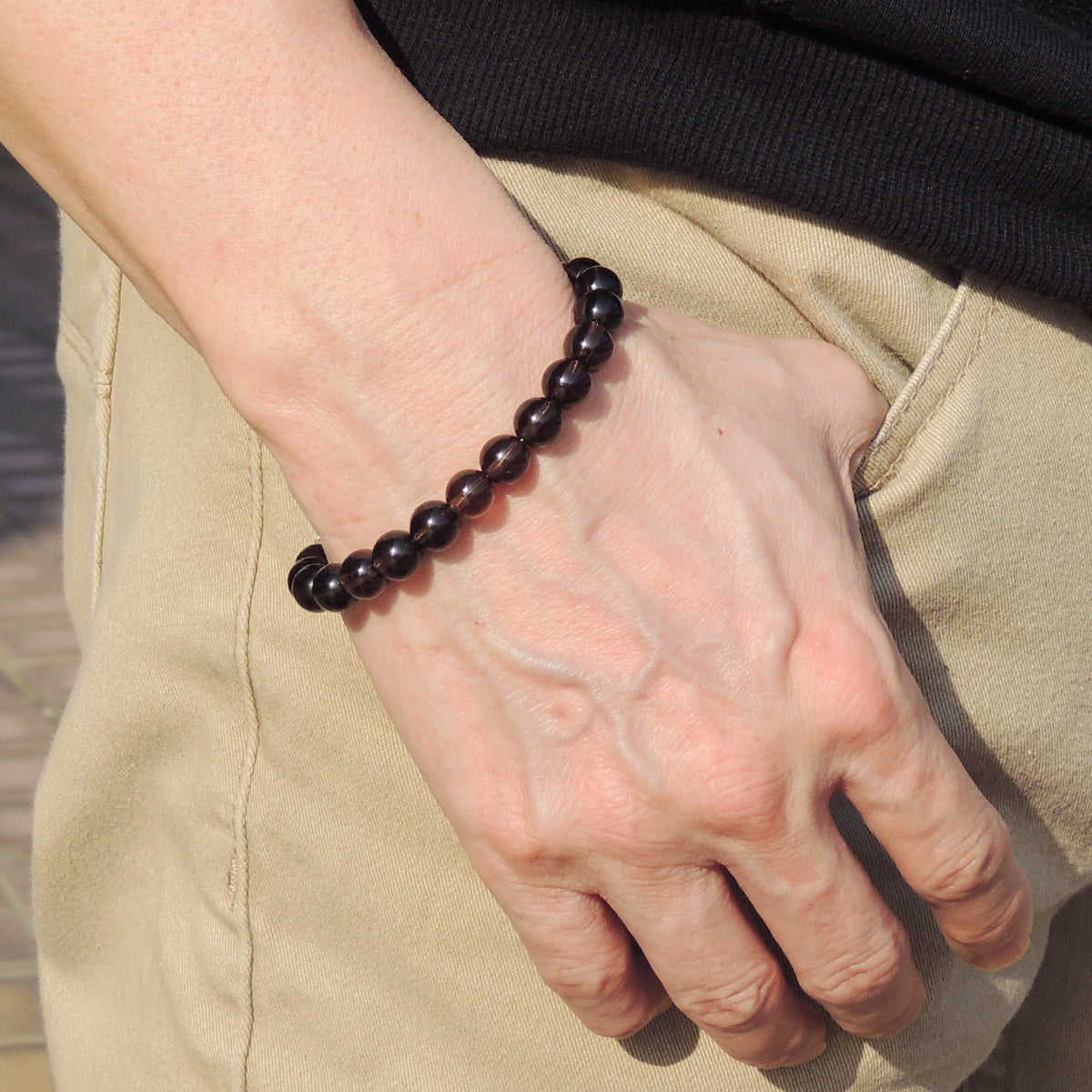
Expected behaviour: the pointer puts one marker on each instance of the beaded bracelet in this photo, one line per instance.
(317, 584)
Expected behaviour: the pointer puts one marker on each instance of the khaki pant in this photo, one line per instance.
(240, 880)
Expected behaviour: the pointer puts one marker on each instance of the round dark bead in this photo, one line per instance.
(505, 459)
(470, 492)
(359, 577)
(328, 591)
(312, 552)
(434, 525)
(577, 266)
(300, 585)
(567, 382)
(598, 278)
(591, 344)
(307, 562)
(396, 555)
(538, 421)
(602, 307)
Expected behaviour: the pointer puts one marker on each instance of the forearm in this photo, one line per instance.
(271, 183)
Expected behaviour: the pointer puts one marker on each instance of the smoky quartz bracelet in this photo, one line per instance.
(318, 584)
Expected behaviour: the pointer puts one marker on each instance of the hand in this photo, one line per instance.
(650, 672)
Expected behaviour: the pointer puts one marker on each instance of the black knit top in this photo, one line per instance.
(958, 129)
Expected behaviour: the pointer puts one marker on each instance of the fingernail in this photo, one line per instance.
(1003, 958)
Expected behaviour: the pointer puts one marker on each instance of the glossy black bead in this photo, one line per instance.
(396, 555)
(316, 551)
(598, 278)
(359, 577)
(602, 307)
(577, 266)
(328, 591)
(567, 382)
(538, 421)
(505, 459)
(300, 584)
(307, 562)
(470, 492)
(591, 344)
(434, 525)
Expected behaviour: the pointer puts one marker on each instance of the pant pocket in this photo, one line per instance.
(913, 416)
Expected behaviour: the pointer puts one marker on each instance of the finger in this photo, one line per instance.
(715, 967)
(947, 841)
(847, 950)
(585, 956)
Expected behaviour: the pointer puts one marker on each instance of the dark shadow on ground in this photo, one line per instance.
(31, 401)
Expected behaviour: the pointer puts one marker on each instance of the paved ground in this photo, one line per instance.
(37, 649)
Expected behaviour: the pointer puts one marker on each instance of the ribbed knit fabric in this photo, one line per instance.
(958, 129)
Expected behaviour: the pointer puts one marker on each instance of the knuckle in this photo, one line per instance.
(520, 847)
(741, 800)
(737, 1008)
(973, 867)
(847, 692)
(589, 986)
(862, 982)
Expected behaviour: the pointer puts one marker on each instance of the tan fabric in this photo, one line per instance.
(240, 880)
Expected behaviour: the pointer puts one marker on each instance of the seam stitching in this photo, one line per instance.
(928, 361)
(104, 413)
(241, 863)
(890, 472)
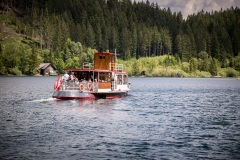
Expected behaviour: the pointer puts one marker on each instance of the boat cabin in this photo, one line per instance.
(104, 74)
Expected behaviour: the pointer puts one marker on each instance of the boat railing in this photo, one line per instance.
(87, 65)
(87, 86)
(116, 67)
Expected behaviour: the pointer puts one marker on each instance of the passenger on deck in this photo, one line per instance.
(76, 82)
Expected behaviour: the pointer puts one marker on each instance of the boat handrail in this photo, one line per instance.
(87, 65)
(116, 67)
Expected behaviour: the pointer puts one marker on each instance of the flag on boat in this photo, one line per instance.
(58, 83)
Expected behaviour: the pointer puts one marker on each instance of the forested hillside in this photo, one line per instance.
(68, 32)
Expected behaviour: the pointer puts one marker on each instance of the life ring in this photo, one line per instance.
(81, 87)
(89, 86)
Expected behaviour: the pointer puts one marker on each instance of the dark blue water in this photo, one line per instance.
(162, 118)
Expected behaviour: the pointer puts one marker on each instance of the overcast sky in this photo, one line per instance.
(193, 6)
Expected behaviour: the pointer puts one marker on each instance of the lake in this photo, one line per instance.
(161, 118)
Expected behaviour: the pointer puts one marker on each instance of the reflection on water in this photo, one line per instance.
(162, 118)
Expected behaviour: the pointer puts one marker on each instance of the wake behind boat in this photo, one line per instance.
(102, 79)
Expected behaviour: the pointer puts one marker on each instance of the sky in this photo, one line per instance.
(194, 6)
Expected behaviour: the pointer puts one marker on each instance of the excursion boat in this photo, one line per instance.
(103, 79)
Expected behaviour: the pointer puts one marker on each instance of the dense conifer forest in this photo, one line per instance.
(148, 39)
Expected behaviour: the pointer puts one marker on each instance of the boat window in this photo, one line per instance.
(119, 79)
(104, 77)
(101, 57)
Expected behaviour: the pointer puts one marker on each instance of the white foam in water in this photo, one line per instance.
(43, 100)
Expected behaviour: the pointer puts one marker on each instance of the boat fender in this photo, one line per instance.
(89, 86)
(81, 87)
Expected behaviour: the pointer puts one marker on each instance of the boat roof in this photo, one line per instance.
(91, 70)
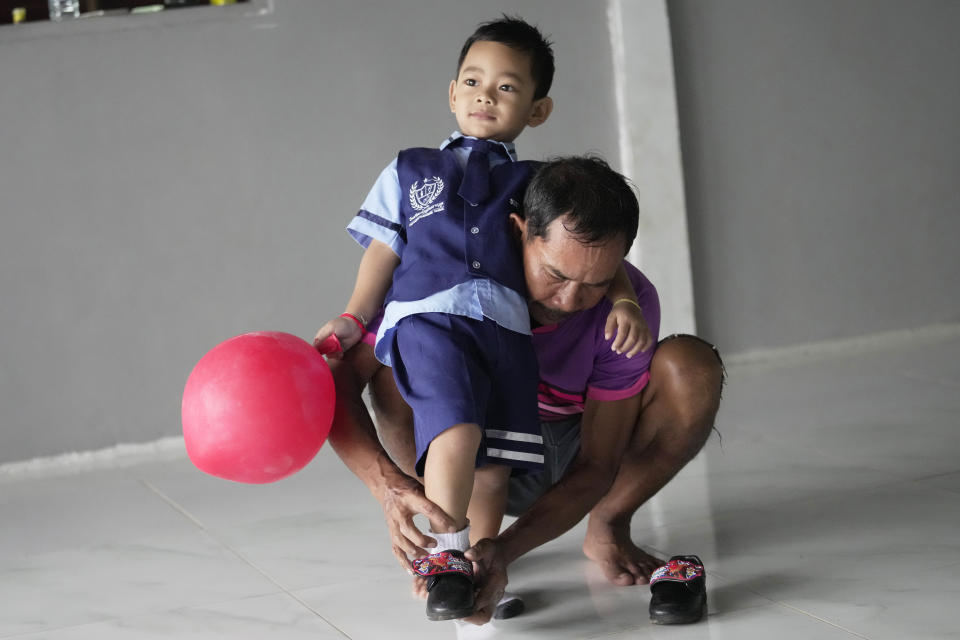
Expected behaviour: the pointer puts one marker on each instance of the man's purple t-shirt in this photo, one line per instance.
(576, 362)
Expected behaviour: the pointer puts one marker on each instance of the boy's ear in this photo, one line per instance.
(542, 109)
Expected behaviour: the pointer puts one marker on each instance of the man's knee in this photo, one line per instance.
(686, 378)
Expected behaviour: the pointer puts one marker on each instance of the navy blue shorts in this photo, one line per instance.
(452, 369)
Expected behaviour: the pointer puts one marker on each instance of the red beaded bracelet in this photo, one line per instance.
(363, 329)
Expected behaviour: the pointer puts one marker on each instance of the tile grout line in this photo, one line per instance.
(793, 608)
(189, 516)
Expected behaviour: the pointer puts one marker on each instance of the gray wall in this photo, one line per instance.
(169, 181)
(821, 144)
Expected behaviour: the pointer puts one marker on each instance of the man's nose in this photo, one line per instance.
(567, 299)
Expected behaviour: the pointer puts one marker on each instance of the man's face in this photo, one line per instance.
(565, 276)
(492, 96)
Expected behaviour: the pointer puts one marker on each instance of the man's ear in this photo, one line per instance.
(518, 225)
(541, 110)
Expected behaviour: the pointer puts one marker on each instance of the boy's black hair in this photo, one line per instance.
(599, 202)
(518, 34)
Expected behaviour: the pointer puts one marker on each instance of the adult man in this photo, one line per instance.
(625, 430)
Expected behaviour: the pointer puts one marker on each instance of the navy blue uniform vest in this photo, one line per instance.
(448, 241)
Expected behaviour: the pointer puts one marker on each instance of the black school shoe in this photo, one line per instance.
(679, 591)
(449, 584)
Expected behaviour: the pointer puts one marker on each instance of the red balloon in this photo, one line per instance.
(257, 407)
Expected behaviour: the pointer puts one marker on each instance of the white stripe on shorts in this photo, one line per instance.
(516, 436)
(515, 455)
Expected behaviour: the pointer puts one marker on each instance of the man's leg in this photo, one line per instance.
(677, 413)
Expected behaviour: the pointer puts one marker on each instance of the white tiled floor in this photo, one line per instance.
(830, 510)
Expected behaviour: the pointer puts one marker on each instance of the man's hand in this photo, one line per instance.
(490, 568)
(402, 500)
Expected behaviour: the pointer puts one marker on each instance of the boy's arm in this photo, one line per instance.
(621, 288)
(373, 281)
(626, 317)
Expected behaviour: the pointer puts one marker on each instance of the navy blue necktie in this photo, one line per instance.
(476, 175)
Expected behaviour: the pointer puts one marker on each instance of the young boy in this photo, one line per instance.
(456, 327)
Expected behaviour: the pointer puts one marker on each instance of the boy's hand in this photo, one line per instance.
(633, 335)
(401, 501)
(346, 331)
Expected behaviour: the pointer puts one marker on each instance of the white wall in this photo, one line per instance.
(821, 151)
(169, 181)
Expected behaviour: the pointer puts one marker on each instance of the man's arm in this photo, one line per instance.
(354, 438)
(605, 431)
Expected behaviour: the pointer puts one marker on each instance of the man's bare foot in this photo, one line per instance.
(622, 562)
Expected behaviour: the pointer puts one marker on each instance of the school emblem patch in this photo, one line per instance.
(423, 196)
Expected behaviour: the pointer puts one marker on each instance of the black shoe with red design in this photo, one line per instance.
(449, 584)
(678, 591)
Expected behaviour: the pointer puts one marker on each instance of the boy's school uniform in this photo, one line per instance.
(458, 259)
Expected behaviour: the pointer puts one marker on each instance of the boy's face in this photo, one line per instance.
(492, 96)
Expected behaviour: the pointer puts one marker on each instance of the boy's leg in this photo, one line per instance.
(448, 473)
(488, 502)
(677, 414)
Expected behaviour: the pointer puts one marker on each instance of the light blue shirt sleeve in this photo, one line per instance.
(379, 215)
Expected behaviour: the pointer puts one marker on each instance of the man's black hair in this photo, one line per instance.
(518, 34)
(599, 202)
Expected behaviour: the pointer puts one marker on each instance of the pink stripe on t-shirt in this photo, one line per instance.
(609, 395)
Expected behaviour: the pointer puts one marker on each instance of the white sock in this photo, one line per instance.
(459, 540)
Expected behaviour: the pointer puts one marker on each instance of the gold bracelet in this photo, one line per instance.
(637, 305)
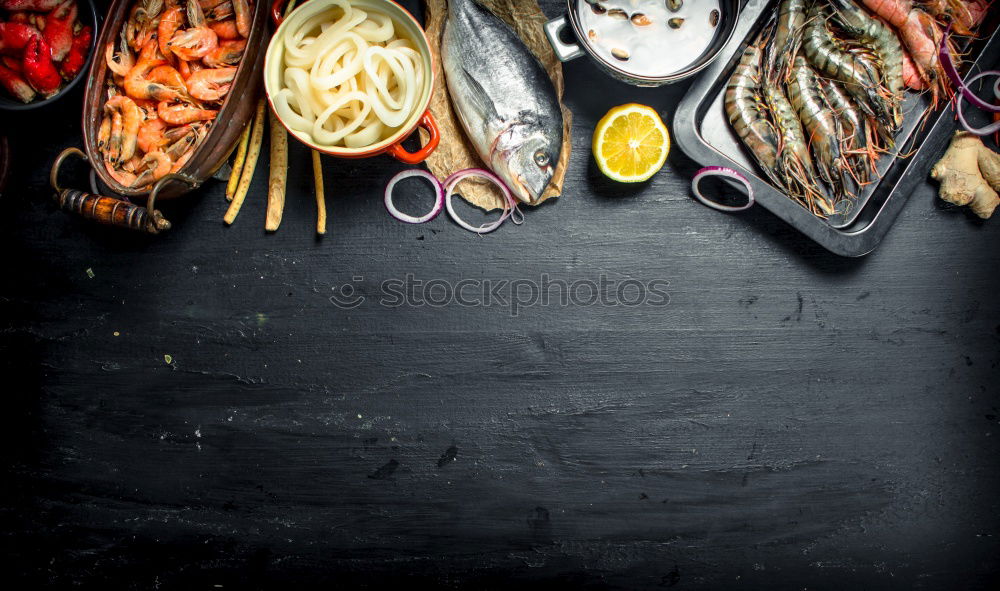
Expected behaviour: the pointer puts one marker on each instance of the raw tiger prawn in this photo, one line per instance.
(169, 75)
(817, 97)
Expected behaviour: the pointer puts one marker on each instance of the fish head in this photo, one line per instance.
(528, 159)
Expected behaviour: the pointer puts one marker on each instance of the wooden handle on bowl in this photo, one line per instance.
(109, 211)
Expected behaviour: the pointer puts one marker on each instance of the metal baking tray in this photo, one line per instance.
(701, 129)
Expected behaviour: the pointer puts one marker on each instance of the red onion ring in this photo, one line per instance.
(510, 205)
(728, 173)
(964, 92)
(944, 54)
(409, 219)
(980, 131)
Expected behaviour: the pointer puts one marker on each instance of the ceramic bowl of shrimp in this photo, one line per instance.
(166, 97)
(351, 78)
(55, 72)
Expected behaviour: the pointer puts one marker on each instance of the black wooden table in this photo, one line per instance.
(197, 411)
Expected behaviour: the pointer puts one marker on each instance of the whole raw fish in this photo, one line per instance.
(503, 97)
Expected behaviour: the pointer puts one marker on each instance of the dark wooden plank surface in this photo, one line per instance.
(788, 420)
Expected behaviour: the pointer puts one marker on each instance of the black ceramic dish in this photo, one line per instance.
(86, 14)
(4, 162)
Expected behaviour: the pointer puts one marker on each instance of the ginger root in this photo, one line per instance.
(970, 174)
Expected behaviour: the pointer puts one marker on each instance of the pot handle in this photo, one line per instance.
(564, 51)
(109, 211)
(428, 123)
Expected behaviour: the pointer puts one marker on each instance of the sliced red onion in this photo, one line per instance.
(409, 219)
(510, 205)
(944, 54)
(965, 92)
(728, 173)
(991, 128)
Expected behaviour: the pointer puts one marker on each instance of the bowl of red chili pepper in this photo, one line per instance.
(45, 49)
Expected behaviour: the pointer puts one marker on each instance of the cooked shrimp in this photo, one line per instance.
(211, 84)
(179, 114)
(151, 136)
(131, 119)
(119, 63)
(122, 177)
(103, 133)
(225, 29)
(180, 146)
(155, 165)
(195, 42)
(242, 10)
(228, 53)
(152, 78)
(172, 19)
(220, 12)
(140, 26)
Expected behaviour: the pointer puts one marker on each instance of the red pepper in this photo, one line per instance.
(13, 63)
(77, 55)
(15, 85)
(14, 37)
(33, 5)
(39, 69)
(58, 30)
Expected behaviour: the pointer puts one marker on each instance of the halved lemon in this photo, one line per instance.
(631, 143)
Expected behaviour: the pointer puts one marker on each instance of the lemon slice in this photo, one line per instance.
(631, 143)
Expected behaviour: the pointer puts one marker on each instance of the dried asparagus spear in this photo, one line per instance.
(320, 198)
(241, 155)
(279, 175)
(246, 175)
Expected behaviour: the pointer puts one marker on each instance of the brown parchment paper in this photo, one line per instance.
(455, 152)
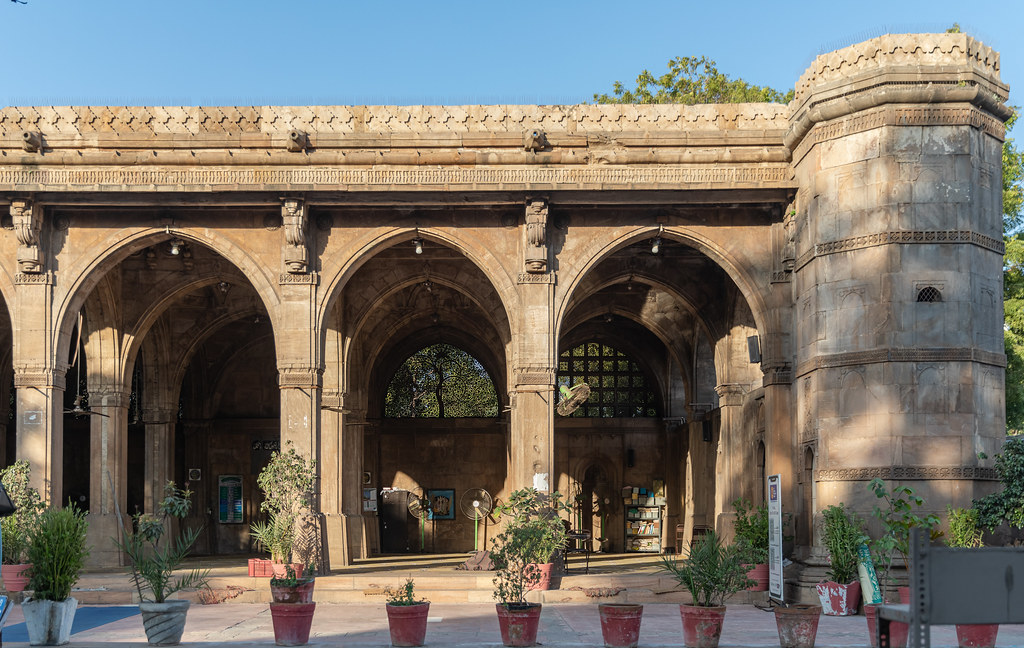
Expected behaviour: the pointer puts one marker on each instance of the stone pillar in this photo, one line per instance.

■ EXERCISE GOAL ■
The line that contains "handle in this photo, one line per instance." opens the part to copy, and the last line of the records closes it; set down those lines exactly, pictures excluded.

■ EXPECTED ANSWER ■
Expected behaviour: the pointer puts one marker on each instance of the pot handle in this photo, one line per instance.
(564, 51)
(109, 211)
(428, 123)
Expected behaviour: the pointer puts one marker on each instance of the sliced red onion in this photo, one line per instance.
(409, 219)
(510, 205)
(944, 54)
(965, 92)
(728, 173)
(991, 128)
Expected behaviour: the pointer puts one marker on each instance of the bowl of red chili pepper in this photo, one line per instance.
(45, 49)
Expected behaviour: the pointer puts one marker on each instance of the cooked shrimp in this photo, one line per instance.
(211, 84)
(179, 114)
(151, 136)
(131, 119)
(119, 63)
(122, 177)
(103, 133)
(225, 29)
(180, 146)
(155, 165)
(195, 42)
(242, 10)
(228, 53)
(152, 78)
(172, 19)
(220, 12)
(140, 26)
Expected behaviour: the pointer puts one marker on each instance of the red pepper in this photo, one line per instance.
(13, 63)
(77, 55)
(15, 85)
(14, 37)
(33, 5)
(39, 69)
(58, 30)
Expected behaviour: the pointer puts one marker on each instance of the halved lemon in this photo, one line per instance.
(631, 143)
Expected behaviour: the pointer puts one marker on each instance of the lemon slice in this photo, one line per instance.
(631, 143)
Expected behaviour: the pointer puts one marker on each instance of the dried asparagus spear in this photo, one line per instance.
(320, 198)
(241, 155)
(279, 175)
(246, 175)
Expected behaviour: the pointer puts one marker on each instance of the brown parchment paper in this photo, one line per instance.
(455, 152)
Expected behaviour: the pointer puts one marker on each instance of the stone pillar in this photo, one line per instance.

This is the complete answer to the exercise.